### Texto para leitura
• • •
Hungria, Rússia, Turquia e Polônia lideram as agressões que, muitas vezes, são incentivadas por autoridades locais
Por The Conversation, compartilhado de Projeto Colabora
Na foto: Em Cracóvia, na Polônia, manifestantes protestam contra o cerceamento da liberdade de imprensa por parte do governo (Foto Beata Zawrzel/NurPhoto via AFP)
(*Sara Torsner) Cada vez mais jornalistas europeus estão sofrendo agressões ao cobrirem a pandemia de covid-19. Dados do Conselho da Europa revelam que esses ataques mais do que dobraram entre 2019 e 2021. Foram registradas 33 agressões a repórteres em 2019, 51 em 2020 e 76 em 2021.
Os casos se concentram entre profissionais que cobrem protestos contra vacinação, lockdown e falhas nas medidas adotadas para evitar aglomerações. É uma tendência preocupante não só para a segurança dos jornalistas, mas também para a própria liberdade de expressão.
Na Itália, vários repórteres sofreram ataques e ameaças ao cobrirem manifestações contra o Passaporte Verde, criado pelo governo para atestar se seu portador foi vacinado, testou negativo ou se recupera da covid. O documento é obrigatório para que os cidadãos possam trabalhar, frequentar restaurantes e participar de eventos.
• • •
### Dados
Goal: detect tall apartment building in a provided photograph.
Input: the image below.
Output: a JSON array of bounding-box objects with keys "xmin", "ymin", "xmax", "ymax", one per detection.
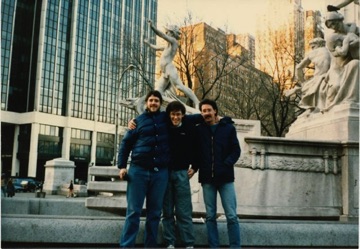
[
  {"xmin": 1, "ymin": 0, "xmax": 157, "ymax": 181},
  {"xmin": 255, "ymin": 0, "xmax": 304, "ymax": 88},
  {"xmin": 175, "ymin": 22, "xmax": 268, "ymax": 118},
  {"xmin": 231, "ymin": 34, "xmax": 255, "ymax": 66}
]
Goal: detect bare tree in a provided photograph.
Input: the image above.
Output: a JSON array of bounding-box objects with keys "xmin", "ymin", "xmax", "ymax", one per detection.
[{"xmin": 175, "ymin": 13, "xmax": 248, "ymax": 105}]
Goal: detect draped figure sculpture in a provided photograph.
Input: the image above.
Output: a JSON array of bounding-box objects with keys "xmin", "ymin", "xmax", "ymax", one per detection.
[
  {"xmin": 323, "ymin": 11, "xmax": 360, "ymax": 112},
  {"xmin": 285, "ymin": 38, "xmax": 331, "ymax": 116}
]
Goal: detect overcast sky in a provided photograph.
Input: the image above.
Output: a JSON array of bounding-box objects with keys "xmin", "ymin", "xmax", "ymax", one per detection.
[{"xmin": 158, "ymin": 0, "xmax": 326, "ymax": 34}]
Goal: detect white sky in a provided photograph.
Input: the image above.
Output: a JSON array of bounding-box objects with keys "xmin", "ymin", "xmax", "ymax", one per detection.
[{"xmin": 158, "ymin": 0, "xmax": 326, "ymax": 34}]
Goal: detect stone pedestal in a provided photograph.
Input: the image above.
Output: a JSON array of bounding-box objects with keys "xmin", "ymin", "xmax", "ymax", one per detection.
[
  {"xmin": 44, "ymin": 158, "xmax": 75, "ymax": 195},
  {"xmin": 285, "ymin": 104, "xmax": 359, "ymax": 142}
]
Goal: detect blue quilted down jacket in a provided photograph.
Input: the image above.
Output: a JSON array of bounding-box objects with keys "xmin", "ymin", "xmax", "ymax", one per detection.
[
  {"xmin": 118, "ymin": 111, "xmax": 170, "ymax": 169},
  {"xmin": 196, "ymin": 117, "xmax": 241, "ymax": 184}
]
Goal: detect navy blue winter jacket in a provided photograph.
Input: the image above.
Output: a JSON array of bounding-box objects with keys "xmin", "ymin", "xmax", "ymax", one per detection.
[
  {"xmin": 118, "ymin": 111, "xmax": 170, "ymax": 169},
  {"xmin": 196, "ymin": 117, "xmax": 241, "ymax": 184}
]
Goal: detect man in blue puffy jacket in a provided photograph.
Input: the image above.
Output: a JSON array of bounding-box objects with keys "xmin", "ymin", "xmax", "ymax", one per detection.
[
  {"xmin": 118, "ymin": 91, "xmax": 170, "ymax": 248},
  {"xmin": 196, "ymin": 99, "xmax": 241, "ymax": 248}
]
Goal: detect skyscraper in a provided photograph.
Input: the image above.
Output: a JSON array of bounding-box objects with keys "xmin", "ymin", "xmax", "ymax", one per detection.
[{"xmin": 1, "ymin": 0, "xmax": 157, "ymax": 181}]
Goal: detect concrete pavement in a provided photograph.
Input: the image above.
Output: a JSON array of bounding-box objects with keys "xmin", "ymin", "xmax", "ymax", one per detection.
[{"xmin": 1, "ymin": 193, "xmax": 359, "ymax": 248}]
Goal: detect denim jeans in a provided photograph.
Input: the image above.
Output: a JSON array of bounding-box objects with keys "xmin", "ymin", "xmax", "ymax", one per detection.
[
  {"xmin": 120, "ymin": 165, "xmax": 169, "ymax": 248},
  {"xmin": 162, "ymin": 170, "xmax": 195, "ymax": 247},
  {"xmin": 202, "ymin": 182, "xmax": 240, "ymax": 248}
]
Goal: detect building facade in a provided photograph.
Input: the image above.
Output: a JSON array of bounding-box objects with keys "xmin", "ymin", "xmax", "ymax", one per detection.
[
  {"xmin": 1, "ymin": 0, "xmax": 157, "ymax": 181},
  {"xmin": 255, "ymin": 0, "xmax": 305, "ymax": 89}
]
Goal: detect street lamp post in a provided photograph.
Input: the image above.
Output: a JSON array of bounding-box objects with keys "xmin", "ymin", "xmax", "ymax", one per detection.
[{"xmin": 113, "ymin": 64, "xmax": 135, "ymax": 166}]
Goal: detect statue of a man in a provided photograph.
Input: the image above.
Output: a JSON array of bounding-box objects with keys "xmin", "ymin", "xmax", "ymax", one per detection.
[
  {"xmin": 323, "ymin": 11, "xmax": 360, "ymax": 111},
  {"xmin": 285, "ymin": 38, "xmax": 331, "ymax": 116},
  {"xmin": 144, "ymin": 20, "xmax": 199, "ymax": 108}
]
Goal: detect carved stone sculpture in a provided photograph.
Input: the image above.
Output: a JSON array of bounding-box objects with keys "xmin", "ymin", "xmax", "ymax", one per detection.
[
  {"xmin": 323, "ymin": 11, "xmax": 360, "ymax": 111},
  {"xmin": 286, "ymin": 38, "xmax": 331, "ymax": 116}
]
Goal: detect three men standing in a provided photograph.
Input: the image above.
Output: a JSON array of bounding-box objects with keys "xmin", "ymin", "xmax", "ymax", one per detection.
[{"xmin": 118, "ymin": 91, "xmax": 240, "ymax": 248}]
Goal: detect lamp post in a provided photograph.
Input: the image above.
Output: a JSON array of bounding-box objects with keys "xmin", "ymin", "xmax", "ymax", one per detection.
[{"xmin": 113, "ymin": 64, "xmax": 135, "ymax": 166}]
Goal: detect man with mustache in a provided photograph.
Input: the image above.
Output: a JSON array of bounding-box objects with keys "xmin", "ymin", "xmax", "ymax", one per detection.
[
  {"xmin": 118, "ymin": 91, "xmax": 170, "ymax": 248},
  {"xmin": 128, "ymin": 101, "xmax": 203, "ymax": 248},
  {"xmin": 195, "ymin": 99, "xmax": 241, "ymax": 248}
]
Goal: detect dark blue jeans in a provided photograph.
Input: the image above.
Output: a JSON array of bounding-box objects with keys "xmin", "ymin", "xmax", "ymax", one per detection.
[
  {"xmin": 162, "ymin": 170, "xmax": 195, "ymax": 247},
  {"xmin": 202, "ymin": 182, "xmax": 240, "ymax": 248},
  {"xmin": 120, "ymin": 165, "xmax": 169, "ymax": 248}
]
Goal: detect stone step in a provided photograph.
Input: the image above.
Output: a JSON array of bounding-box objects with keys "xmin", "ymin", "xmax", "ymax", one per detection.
[
  {"xmin": 89, "ymin": 166, "xmax": 119, "ymax": 179},
  {"xmin": 87, "ymin": 181, "xmax": 127, "ymax": 194},
  {"xmin": 1, "ymin": 215, "xmax": 358, "ymax": 248}
]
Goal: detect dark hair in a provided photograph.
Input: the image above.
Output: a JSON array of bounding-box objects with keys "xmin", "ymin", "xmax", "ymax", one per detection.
[
  {"xmin": 199, "ymin": 99, "xmax": 218, "ymax": 114},
  {"xmin": 145, "ymin": 90, "xmax": 163, "ymax": 104},
  {"xmin": 166, "ymin": 100, "xmax": 186, "ymax": 115}
]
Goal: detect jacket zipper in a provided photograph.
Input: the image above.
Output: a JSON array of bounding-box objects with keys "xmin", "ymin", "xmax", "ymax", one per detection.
[{"xmin": 211, "ymin": 135, "xmax": 215, "ymax": 178}]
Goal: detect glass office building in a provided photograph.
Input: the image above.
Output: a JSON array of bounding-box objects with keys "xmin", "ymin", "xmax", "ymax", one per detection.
[{"xmin": 1, "ymin": 0, "xmax": 157, "ymax": 181}]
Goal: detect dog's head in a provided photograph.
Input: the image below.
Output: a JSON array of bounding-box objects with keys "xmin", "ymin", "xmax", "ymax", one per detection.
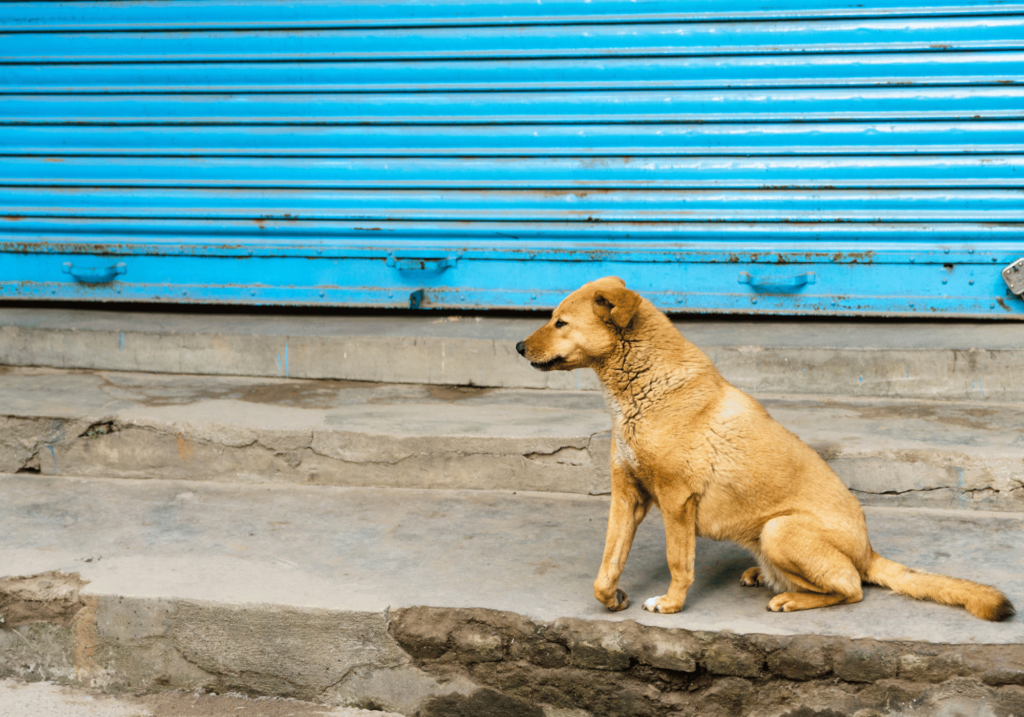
[{"xmin": 516, "ymin": 277, "xmax": 641, "ymax": 371}]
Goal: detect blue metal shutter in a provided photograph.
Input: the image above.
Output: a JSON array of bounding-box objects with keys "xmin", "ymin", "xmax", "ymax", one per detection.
[{"xmin": 0, "ymin": 0, "xmax": 1024, "ymax": 319}]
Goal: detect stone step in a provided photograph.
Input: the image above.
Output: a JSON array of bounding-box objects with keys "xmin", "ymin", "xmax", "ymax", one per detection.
[
  {"xmin": 0, "ymin": 475, "xmax": 1024, "ymax": 717},
  {"xmin": 0, "ymin": 368, "xmax": 1024, "ymax": 510},
  {"xmin": 0, "ymin": 308, "xmax": 1024, "ymax": 402}
]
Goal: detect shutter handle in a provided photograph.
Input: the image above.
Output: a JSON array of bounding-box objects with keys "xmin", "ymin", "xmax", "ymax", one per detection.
[
  {"xmin": 61, "ymin": 261, "xmax": 128, "ymax": 284},
  {"xmin": 385, "ymin": 252, "xmax": 459, "ymax": 271},
  {"xmin": 739, "ymin": 271, "xmax": 818, "ymax": 289}
]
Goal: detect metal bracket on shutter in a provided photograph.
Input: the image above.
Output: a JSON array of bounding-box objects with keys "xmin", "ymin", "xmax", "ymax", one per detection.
[
  {"xmin": 1002, "ymin": 257, "xmax": 1024, "ymax": 298},
  {"xmin": 738, "ymin": 271, "xmax": 818, "ymax": 291},
  {"xmin": 385, "ymin": 252, "xmax": 460, "ymax": 271},
  {"xmin": 60, "ymin": 261, "xmax": 128, "ymax": 284}
]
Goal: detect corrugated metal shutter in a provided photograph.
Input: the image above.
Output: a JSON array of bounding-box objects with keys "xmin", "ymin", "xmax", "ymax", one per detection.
[{"xmin": 0, "ymin": 0, "xmax": 1024, "ymax": 318}]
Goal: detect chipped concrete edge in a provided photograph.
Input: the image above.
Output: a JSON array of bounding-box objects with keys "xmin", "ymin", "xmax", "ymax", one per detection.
[
  {"xmin": 0, "ymin": 416, "xmax": 1024, "ymax": 511},
  {"xmin": 0, "ymin": 325, "xmax": 1024, "ymax": 403},
  {"xmin": 0, "ymin": 573, "xmax": 1024, "ymax": 717}
]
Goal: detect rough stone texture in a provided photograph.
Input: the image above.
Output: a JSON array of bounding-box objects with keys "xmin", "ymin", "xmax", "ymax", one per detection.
[
  {"xmin": 391, "ymin": 607, "xmax": 1024, "ymax": 717},
  {"xmin": 767, "ymin": 636, "xmax": 831, "ymax": 680},
  {"xmin": 833, "ymin": 640, "xmax": 900, "ymax": 682},
  {"xmin": 0, "ymin": 369, "xmax": 1024, "ymax": 511},
  {"xmin": 0, "ymin": 308, "xmax": 1024, "ymax": 402},
  {"xmin": 0, "ymin": 571, "xmax": 85, "ymax": 628},
  {"xmin": 6, "ymin": 581, "xmax": 1024, "ymax": 717},
  {"xmin": 0, "ymin": 474, "xmax": 1024, "ymax": 643}
]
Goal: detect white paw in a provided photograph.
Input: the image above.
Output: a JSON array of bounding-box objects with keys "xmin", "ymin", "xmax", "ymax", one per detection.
[{"xmin": 643, "ymin": 595, "xmax": 665, "ymax": 613}]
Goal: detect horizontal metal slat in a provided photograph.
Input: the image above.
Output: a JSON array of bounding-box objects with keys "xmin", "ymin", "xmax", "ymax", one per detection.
[
  {"xmin": 6, "ymin": 218, "xmax": 1024, "ymax": 246},
  {"xmin": 0, "ymin": 52, "xmax": 1024, "ymax": 94},
  {"xmin": 8, "ymin": 0, "xmax": 1024, "ymax": 33},
  {"xmin": 0, "ymin": 122, "xmax": 1024, "ymax": 157},
  {"xmin": 0, "ymin": 155, "xmax": 1024, "ymax": 189},
  {"xmin": 0, "ymin": 86, "xmax": 1024, "ymax": 125},
  {"xmin": 0, "ymin": 15, "xmax": 1024, "ymax": 65},
  {"xmin": 0, "ymin": 187, "xmax": 1024, "ymax": 222}
]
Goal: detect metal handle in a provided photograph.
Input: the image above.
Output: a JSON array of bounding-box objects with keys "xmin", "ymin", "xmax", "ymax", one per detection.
[
  {"xmin": 385, "ymin": 252, "xmax": 459, "ymax": 271},
  {"xmin": 1002, "ymin": 257, "xmax": 1024, "ymax": 298},
  {"xmin": 61, "ymin": 261, "xmax": 128, "ymax": 284},
  {"xmin": 739, "ymin": 271, "xmax": 818, "ymax": 289}
]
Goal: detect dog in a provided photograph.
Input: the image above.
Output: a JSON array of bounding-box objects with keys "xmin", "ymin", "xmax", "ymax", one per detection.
[{"xmin": 516, "ymin": 277, "xmax": 1015, "ymax": 621}]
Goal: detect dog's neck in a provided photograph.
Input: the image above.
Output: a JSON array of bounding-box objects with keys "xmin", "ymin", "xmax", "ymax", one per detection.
[{"xmin": 594, "ymin": 306, "xmax": 717, "ymax": 420}]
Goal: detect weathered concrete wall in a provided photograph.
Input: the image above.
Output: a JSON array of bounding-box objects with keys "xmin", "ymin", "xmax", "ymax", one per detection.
[
  {"xmin": 0, "ymin": 574, "xmax": 1024, "ymax": 717},
  {"xmin": 0, "ymin": 308, "xmax": 1024, "ymax": 402},
  {"xmin": 0, "ymin": 409, "xmax": 1024, "ymax": 511},
  {"xmin": 391, "ymin": 607, "xmax": 1024, "ymax": 717}
]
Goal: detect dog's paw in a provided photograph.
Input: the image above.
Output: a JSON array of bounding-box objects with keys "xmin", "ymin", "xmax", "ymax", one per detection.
[
  {"xmin": 643, "ymin": 595, "xmax": 683, "ymax": 615},
  {"xmin": 603, "ymin": 588, "xmax": 630, "ymax": 613},
  {"xmin": 739, "ymin": 567, "xmax": 765, "ymax": 588},
  {"xmin": 768, "ymin": 592, "xmax": 800, "ymax": 613}
]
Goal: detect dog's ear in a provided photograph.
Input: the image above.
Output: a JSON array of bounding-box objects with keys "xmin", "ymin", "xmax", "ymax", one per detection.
[{"xmin": 594, "ymin": 286, "xmax": 640, "ymax": 329}]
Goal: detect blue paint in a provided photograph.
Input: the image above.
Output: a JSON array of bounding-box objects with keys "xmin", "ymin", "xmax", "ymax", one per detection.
[{"xmin": 0, "ymin": 0, "xmax": 1024, "ymax": 317}]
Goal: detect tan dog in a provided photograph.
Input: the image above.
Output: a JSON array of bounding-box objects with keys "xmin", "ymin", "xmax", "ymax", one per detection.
[{"xmin": 516, "ymin": 277, "xmax": 1014, "ymax": 620}]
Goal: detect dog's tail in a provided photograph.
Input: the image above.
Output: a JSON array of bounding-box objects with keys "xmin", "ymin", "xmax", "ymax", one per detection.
[{"xmin": 865, "ymin": 550, "xmax": 1017, "ymax": 622}]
• • •
### Lista de tarefas
1. Reproduza, no texto sobre as agressões a jornalistas, tudo o que vai de "Hungria, Rússia, Turquia" até "Zawrzel/NurPhoto via AFP)".
2. Prossiga com o texto sobre as agressões a jornalistas na Europa a partir do ponto em que ele termina.

### Lista de respostas
1.
Hungria, Rússia, Turquia e Polônia lideram as agressões que, muitas vezes, são incentivadas por autoridades locais
Por The Conversation, compartilhado de Projeto Colabora
Na foto: Em Cracóvia, na Polônia, manifestantes protestam contra o cerceamento da liberdade de imprensa por parte do governo (Foto Beata Zawrzel/NurPhoto via AFP)

2.
Em outubro, o fotógrafo Alessandro Serranò, do diário La Reppublica, deu entrada num hospital com ferimentos após sofrer violento ataque de um homem armado com uma pá durante um protesto em Roma. Seu colega Francesco Giovannetti tinha sofrido agressões semelhantes ao cobrir um protesto contra o Passaporte Verde um mês antes.
No Reino Unido também houve um aumento da violência contra a imprensa. Nick Watt, editor de política do noticiário Newsnight, da BBC, foi perseguido por uma multidão que gritava “traidor” e outros insultos em Downing Street, onde fica a sede do governo. Em agosto, um grupo que protestava contra a vacinação tentou invadir o que achava ser a sede da BBC, mas o prédio tinha sido esvaziado em 2013. Criticavam a cobertura da pandemia pela rede gritando “temos que derrubar esses bastardos” e “o vírus é a mídia”.
Como pano de fundo, vozes de políticos influentes trabalham para minar a credibilidade do jornalismo. Os frequentes ataques do então presidente americano Donald Trump à imprensa foram “eficazes para desgastar a credibilidade do jornalismo e dificultar um consenso sobre a covid-19, enquanto a pandemia matava cada vez mais americanos”, segundo o Comitê para a Proteção aos Jornalistas, de Nova York.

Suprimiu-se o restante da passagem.